Passage provided:
Content starts
A 2023 Business Insider article cited a survey according to which Zalphas expressed a preference for fewer romantic or sexual plotlines in TV shows, instead favoring greater emphasis on friendship or platonic relationships. According to Stephanie Rivas-Lara and Hiral Kotecha, two of the survey's authors, this could stem from being isolated during the COVID-19 pandemic: "Young people are feeling a lack of close friendships, a separation from their community, and a sense that their digital citizen identity has superseded their sense of belonging in the real world".

== Workplace importance ==
Communication misunderstandings between employees of different generations are detrimental to workplace morale, increasing turnover and absenteeism while decreasing job satisfaction, work commitment and productivity. Effective communication between employees of different generations, however, allows for collaborative relationships and ensures that information is retained from one generation to the next. Cuspers play an important role in multi-generational workplaces and other organizations. Metaphorically, cuspers are like bridges or glue that connect members of their adjacent major generations. Between generations, they are naturally skilled at mediating, translating, mentoring and managing. Strategically placing cuspers in the workplace has the potential to reduce generational workplace friction and give organizations doing so a competitive advantage.
Content ends
Information given:
Content starts
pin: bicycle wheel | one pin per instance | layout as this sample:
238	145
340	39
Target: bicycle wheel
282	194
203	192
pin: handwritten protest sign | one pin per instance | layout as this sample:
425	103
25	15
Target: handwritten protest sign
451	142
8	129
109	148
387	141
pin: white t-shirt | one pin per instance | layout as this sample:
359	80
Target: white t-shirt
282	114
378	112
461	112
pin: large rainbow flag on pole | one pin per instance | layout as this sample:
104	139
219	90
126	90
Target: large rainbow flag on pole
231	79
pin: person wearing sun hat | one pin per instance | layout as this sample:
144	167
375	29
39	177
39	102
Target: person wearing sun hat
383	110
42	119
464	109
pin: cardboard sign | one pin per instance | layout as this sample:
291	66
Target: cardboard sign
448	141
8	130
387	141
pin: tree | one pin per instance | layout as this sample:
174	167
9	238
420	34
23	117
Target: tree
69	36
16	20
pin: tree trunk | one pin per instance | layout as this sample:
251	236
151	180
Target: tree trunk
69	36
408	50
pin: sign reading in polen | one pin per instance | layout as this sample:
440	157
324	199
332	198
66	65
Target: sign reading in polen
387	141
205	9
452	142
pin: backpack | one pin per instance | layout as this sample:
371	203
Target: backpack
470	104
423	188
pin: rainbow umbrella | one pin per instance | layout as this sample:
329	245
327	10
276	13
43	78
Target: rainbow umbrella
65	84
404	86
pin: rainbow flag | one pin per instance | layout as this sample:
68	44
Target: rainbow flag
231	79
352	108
Content ends
Content starts
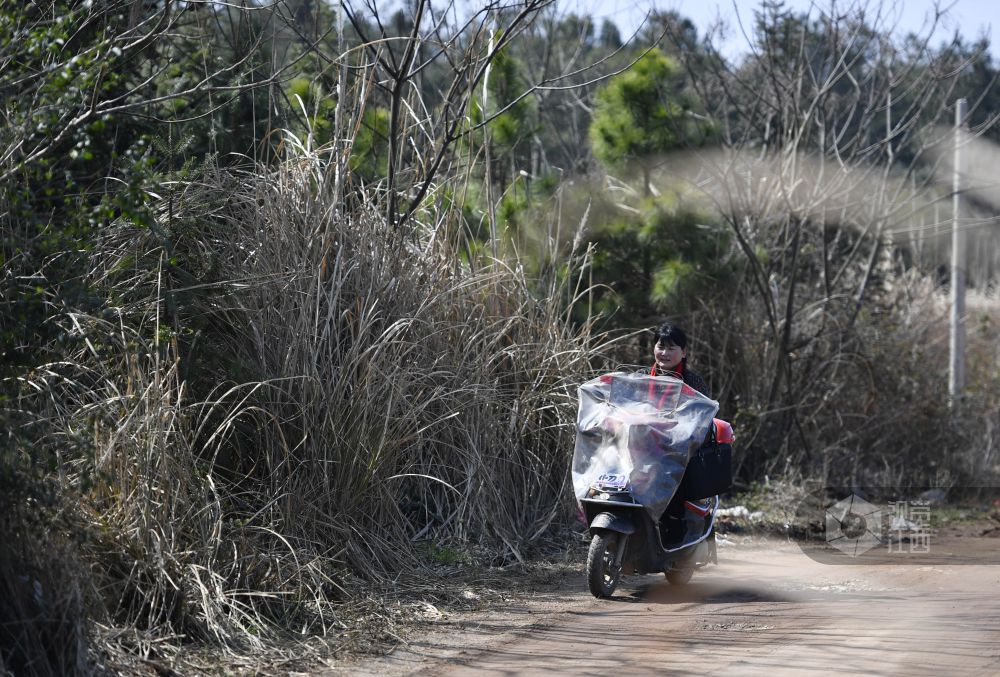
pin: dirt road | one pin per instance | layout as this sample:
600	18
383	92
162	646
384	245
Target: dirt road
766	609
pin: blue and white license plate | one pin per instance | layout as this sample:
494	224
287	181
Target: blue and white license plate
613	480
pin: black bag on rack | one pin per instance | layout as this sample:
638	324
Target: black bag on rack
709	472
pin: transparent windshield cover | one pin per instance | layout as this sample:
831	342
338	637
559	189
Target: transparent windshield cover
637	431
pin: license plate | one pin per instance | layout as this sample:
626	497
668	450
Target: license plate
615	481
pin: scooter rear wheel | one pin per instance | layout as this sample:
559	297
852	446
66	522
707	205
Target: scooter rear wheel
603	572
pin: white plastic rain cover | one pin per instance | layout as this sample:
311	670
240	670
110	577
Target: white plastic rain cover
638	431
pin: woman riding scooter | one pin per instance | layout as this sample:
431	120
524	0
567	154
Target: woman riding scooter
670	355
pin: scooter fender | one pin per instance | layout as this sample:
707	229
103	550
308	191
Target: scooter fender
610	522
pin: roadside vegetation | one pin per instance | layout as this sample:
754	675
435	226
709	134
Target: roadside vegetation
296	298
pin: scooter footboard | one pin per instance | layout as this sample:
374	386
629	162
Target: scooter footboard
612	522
Content ends
Explore the material:
[A] Decide whether each statement below agrees with the passage on Zalphas and cuspers, answering yes or no and quoting the words of the passage that settle it.
(i) Two of the survey's authors suggested the preference could come from isolation during the COVID-19 pandemic.
(ii) Communication misunderstandings between employees of different generations raise job satisfaction.
(iii) Cuspers are compared metaphorically to bridges or glue.
[B] Answer these questions from the passage on Zalphas and cuspers, giving each answer on its own line with the matching mark.
(i) Which publication ran the 2023 article that cited the survey?
(ii) What are cuspers naturally skilled at between generations?
(iii) What could organizations gain by strategically placing cuspers in the workplace?

Expected results:
[A]
(i) Yes: "this could stem from being isolated during the COVID-19 pandemic"
(ii) No: "increasing turnover and absenteeism while decreasing job satisfaction, work commitment and productivity"
(iii) Yes: "Metaphorically, cuspers are like bridges or glue that connect members of their adjacent major generations"

[B]
(i) Business Insider
(ii) Mediating, translating, mentoring and managing
(iii) A competitive advantage, along with the potential to reduce generational workplace friction